**Passage extrait**.
/---

Partez à l’assaut des montagnes de Chine
Depuis quelques semaines, nous vous invitons à visiter la Chine autrement, témoignant des nouvelles façons de voyager mais aussi de la capacité des agences de voyage à innover en permanence. Cette semaine, en route pour les montagnes chinoises, zone méconnue et encore peut touristique.
La Chine, l’un des plus grands pays du monde, offre une multitude de paysages et des parcours inimaginables, loin des circuits touristiques habituels, beaucoup plus authentiques et proches de la nature, à l’image de ses paysages montagneux : Hunan – Jiangxi – Anhui.
Hunan
Au sud du lac Dongting, se trouve le Hunan, réplique sudiste du Hubei en quelque sorte. Cette province est célèbre pour ses montagnes, son relief karstique et ses cascades, son histoire dramatique des XIXe et XXe siècle (révolte des Taiping en particulier) et son fils prodige. En effet Mao Zedong est né à Shaoshan près de la capitale provinciale, Changsha.
Avant de partir en excursion sur le lac Dongting ou dans les montagnes, n’oubliez pas de goûter à la gastronomie locale, raffinée et pimentée. La cuisine du Hunan est l’une des huit cuisines régionales. Le plat hongshaorou, à base de viande de porc grillé et de haricots rouges, était le plat préféré du président Mao. Ce dernier le voulait très épicé alors que normalement ce plat ne l’est pas…
Hunan ——– Zhangjiajie
Près de la petite ville de Zhangjiajie se trouve l’immense parc naturel de Zhangjiajie (130 km2) classé au Patrimoine de l’Humanité par l’Unesco en 1992. On raconte qu’un membre de l’équipe du film Avatar a passé quelques jours au milieu des pics et en a tiré les invraisemblables paysages flottants du film de James Cameron. Typique du relief karstique, la région est un entrelacs de colonnes de pierre surmontés de végétation. Il est possible de rester jusqu’à une semaine à l’intérieur du parc.

\---

**Objectif visé**.
Pourriez-vous mettre à jour le texte ci-dessus sur les montagnes de Chine, pour tout ce qui va de « Partez à l’assaut » jusqu'à « encore peut touristique. », en remplaçant « montagnes » par « sommets » ?

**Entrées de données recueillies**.
/---

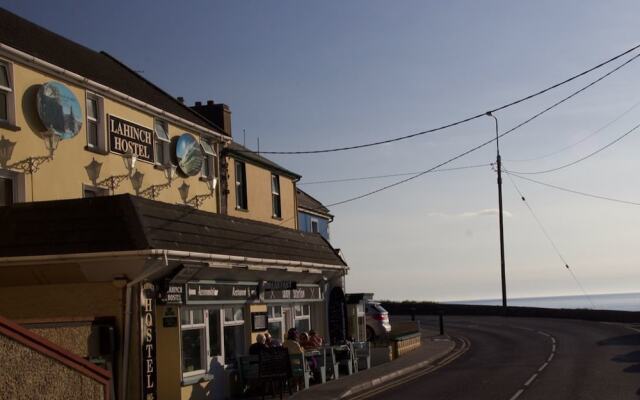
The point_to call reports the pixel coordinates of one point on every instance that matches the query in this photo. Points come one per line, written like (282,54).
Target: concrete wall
(28,374)
(64,176)
(259,196)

\---

**Tâche accomplie**.
Partez à l’assaut des sommets de Chine
Depuis quelques semaines, nous vous invitons à visiter la Chine autrement, témoignant des nouvelles façons de voyager mais aussi de la capacité des agences de voyage à innover en permanence. Cette semaine, en route pour les sommets chinoises, zone méconnue et encore peut touristique.